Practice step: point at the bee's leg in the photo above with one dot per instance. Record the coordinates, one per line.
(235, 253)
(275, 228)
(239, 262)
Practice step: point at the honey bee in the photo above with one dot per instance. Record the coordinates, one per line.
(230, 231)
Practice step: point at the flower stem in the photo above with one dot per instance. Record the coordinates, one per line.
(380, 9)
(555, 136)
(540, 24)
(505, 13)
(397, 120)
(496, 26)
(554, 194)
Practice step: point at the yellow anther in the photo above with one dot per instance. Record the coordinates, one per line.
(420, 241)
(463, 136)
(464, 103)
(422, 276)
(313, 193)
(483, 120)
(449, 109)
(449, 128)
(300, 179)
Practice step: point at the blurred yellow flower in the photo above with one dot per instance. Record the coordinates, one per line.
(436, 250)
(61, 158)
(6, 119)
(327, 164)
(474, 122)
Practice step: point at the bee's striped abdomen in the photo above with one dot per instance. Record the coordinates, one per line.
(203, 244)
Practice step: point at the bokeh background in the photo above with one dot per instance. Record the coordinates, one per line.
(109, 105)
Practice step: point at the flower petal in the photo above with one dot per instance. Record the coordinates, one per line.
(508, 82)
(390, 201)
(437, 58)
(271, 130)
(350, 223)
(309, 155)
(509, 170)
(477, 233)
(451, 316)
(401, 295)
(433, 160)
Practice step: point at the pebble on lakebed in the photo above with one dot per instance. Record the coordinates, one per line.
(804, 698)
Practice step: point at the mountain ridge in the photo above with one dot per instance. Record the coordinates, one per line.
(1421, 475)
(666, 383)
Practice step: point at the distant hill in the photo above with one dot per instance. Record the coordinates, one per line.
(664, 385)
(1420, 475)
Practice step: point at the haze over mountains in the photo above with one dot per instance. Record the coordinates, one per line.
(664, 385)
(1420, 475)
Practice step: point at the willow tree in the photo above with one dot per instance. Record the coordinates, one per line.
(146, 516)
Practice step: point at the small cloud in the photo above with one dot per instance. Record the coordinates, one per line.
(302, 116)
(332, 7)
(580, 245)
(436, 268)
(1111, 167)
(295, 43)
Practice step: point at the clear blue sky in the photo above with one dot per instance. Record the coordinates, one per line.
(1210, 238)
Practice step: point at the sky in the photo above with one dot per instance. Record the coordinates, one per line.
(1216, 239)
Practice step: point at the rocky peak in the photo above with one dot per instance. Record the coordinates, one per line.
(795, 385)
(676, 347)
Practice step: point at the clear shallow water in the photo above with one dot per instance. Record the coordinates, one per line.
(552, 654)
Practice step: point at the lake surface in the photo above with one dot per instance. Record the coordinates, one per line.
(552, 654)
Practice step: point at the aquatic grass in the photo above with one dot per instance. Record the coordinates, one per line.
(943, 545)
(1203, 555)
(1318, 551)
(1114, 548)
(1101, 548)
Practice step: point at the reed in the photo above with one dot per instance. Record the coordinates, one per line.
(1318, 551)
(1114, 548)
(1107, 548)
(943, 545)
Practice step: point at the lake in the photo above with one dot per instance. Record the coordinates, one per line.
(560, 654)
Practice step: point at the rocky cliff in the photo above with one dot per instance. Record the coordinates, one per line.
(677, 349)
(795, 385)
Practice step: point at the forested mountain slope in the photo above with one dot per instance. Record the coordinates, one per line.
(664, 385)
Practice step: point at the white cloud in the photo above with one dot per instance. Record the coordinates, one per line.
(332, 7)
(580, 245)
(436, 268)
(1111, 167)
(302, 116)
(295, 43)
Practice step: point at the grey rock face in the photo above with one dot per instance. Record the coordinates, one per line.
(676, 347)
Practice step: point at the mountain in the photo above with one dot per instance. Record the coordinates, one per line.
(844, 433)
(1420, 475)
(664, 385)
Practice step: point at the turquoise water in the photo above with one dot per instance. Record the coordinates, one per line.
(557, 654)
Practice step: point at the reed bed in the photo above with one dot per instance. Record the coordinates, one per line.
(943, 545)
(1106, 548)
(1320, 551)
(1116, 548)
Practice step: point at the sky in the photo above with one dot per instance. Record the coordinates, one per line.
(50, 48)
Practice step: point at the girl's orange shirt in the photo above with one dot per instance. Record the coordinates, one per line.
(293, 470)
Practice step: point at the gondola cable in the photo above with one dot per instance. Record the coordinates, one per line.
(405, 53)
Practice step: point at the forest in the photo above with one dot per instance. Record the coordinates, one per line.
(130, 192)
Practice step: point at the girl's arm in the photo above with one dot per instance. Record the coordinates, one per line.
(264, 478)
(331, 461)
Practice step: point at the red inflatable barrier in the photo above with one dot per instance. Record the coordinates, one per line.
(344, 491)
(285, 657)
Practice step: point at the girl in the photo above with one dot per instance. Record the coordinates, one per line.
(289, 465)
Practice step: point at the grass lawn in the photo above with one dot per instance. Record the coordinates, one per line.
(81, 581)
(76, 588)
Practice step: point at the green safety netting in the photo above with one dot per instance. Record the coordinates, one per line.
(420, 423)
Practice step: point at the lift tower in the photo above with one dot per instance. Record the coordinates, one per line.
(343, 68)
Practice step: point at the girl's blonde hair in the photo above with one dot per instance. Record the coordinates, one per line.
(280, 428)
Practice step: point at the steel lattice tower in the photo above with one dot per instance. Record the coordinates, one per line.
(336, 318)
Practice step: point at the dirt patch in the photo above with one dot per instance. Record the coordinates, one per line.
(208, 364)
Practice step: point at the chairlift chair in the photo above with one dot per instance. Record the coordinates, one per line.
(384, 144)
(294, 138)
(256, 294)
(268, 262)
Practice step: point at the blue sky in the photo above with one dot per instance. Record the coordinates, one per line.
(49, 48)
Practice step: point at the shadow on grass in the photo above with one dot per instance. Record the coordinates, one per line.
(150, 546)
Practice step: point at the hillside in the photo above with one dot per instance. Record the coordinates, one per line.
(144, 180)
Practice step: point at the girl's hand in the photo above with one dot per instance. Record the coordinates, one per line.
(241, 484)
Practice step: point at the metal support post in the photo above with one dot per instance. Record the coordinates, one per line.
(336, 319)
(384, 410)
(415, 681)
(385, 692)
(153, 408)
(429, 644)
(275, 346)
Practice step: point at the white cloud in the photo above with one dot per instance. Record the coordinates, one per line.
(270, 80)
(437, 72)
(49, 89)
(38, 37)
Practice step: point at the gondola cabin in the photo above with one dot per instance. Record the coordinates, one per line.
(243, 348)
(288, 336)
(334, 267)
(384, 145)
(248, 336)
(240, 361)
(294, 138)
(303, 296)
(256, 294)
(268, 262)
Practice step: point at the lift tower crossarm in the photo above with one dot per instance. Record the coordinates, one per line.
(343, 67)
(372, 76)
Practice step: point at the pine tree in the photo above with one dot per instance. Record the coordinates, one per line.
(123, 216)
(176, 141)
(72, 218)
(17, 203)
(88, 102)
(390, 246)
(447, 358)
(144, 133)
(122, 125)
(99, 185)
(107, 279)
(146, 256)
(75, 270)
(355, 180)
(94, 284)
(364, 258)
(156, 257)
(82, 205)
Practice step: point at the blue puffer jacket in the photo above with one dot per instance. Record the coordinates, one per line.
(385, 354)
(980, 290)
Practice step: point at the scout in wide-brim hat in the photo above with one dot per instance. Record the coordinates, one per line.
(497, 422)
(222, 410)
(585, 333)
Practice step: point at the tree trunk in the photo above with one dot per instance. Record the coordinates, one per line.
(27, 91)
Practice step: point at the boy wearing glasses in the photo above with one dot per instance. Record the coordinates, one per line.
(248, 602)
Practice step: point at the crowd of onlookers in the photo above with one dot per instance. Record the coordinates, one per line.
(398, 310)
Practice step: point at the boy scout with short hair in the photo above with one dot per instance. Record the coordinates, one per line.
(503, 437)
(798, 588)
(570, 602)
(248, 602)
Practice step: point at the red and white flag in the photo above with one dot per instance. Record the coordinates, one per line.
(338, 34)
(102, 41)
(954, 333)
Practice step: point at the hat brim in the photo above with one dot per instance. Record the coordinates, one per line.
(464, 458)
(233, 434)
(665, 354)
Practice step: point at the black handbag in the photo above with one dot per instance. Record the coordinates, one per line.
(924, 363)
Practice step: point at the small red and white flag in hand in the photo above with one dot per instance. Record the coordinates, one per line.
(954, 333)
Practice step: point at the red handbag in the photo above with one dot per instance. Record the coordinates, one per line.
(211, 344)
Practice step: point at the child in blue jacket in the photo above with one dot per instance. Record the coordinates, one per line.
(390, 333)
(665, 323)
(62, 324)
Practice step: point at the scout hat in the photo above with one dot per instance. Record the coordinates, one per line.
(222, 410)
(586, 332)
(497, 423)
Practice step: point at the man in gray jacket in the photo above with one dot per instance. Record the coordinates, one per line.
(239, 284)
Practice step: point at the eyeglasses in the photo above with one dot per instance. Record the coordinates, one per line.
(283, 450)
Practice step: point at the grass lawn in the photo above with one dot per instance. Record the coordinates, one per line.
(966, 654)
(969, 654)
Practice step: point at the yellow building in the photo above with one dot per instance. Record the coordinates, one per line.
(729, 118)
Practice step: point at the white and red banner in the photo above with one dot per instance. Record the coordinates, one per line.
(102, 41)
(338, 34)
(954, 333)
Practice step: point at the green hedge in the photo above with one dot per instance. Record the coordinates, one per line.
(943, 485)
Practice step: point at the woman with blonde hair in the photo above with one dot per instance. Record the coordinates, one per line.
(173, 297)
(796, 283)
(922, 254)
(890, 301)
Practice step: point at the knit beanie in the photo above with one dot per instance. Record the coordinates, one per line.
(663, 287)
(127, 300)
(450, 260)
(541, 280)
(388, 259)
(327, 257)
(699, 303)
----------------------------------------
• **Problem requirements**
Everything from the line containing "Practice step: point at the yellow building" through the last line of the records must be given again exactly; leave out all other lines.

• **Expected output**
Practice step: point at the yellow building in the photo above with one dot per instance. Record the coordinates, one per line.
(729, 118)
Practice step: point at the white and red banner in the photo above with one dot per instance. Record the coordinates, one per line.
(102, 41)
(338, 34)
(954, 333)
Practice step: point at the green hedge in the photo above with one dot per instance. Record the coordinates, one per line.
(943, 485)
Practice step: point at the woman with blonde hair in the photo above with one dot per instance. Record the coordinates, one per line.
(173, 297)
(796, 283)
(922, 254)
(890, 301)
Practice step: point at the knit beanie in the photo above with one dot per instance. Record the coordinates, one per line.
(663, 287)
(127, 300)
(450, 260)
(541, 280)
(388, 259)
(327, 257)
(699, 303)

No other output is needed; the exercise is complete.